:: Records shown ::
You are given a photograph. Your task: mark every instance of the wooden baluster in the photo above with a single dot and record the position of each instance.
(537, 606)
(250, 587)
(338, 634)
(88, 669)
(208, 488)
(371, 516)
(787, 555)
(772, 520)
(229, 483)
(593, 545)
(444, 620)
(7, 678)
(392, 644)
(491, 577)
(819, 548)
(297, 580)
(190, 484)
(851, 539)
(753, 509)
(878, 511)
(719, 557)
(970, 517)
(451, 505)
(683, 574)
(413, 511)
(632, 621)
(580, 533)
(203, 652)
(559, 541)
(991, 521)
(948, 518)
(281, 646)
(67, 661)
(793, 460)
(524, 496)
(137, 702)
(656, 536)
--
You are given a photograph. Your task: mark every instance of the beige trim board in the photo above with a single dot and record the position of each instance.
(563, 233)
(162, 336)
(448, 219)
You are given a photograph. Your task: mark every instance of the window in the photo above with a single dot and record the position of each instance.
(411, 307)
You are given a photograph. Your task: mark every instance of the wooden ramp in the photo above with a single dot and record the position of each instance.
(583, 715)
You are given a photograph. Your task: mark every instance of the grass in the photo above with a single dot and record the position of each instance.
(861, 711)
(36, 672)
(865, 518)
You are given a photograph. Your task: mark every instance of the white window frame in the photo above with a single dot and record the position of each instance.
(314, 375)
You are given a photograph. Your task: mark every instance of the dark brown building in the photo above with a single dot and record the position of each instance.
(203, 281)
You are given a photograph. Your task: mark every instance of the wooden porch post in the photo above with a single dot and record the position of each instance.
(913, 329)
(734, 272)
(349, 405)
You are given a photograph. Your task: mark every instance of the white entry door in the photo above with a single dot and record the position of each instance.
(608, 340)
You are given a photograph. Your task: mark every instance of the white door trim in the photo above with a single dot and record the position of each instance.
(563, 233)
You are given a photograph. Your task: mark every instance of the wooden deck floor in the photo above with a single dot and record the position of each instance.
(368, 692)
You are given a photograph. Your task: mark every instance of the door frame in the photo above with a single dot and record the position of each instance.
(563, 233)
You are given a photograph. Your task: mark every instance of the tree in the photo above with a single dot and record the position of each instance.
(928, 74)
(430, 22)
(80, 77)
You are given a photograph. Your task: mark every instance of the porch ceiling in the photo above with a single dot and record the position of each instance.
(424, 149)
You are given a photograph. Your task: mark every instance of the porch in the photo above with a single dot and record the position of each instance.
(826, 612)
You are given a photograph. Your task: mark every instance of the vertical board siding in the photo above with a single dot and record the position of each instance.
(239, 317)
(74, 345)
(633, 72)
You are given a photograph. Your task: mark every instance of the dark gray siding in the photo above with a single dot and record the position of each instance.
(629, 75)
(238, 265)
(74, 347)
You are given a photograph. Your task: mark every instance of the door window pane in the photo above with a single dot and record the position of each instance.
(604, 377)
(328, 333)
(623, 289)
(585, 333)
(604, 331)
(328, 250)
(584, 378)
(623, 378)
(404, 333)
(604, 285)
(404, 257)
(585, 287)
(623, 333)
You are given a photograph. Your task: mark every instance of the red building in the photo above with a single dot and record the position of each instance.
* * *
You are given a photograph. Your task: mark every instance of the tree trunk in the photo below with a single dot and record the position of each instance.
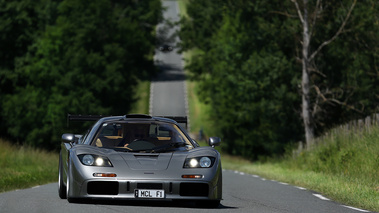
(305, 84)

:: About this exercise ::
Your reply is to repeat, unchanged, the lines above running from the one with "the porch in" up to and including the one with "the red building".

:: Problem solution ::
You are given a photograph. Your task: mark every instance of the porch in the photo above with a single dot and record the position of each instance.
(826, 612)
You are given a photograph. Your task: mark every instance of the vertical board siding in the photo above with a single dot and record the position of each instance.
(239, 317)
(74, 345)
(633, 72)
You are given a photograph. Your task: mark every instance of the dark gray siding in the photo above with a single dot and record the position of each instance.
(629, 75)
(238, 265)
(74, 347)
You are given a photograph. Your task: mark every instance of the door window pane in the photo above with a single dot and record the position of each instance.
(604, 377)
(328, 333)
(623, 289)
(585, 333)
(604, 331)
(328, 250)
(584, 378)
(623, 378)
(404, 333)
(604, 285)
(404, 257)
(585, 287)
(623, 333)
You are given a photograph. Your task: mark every instance of the red building in the photo above with a single dot and record the position of each instance.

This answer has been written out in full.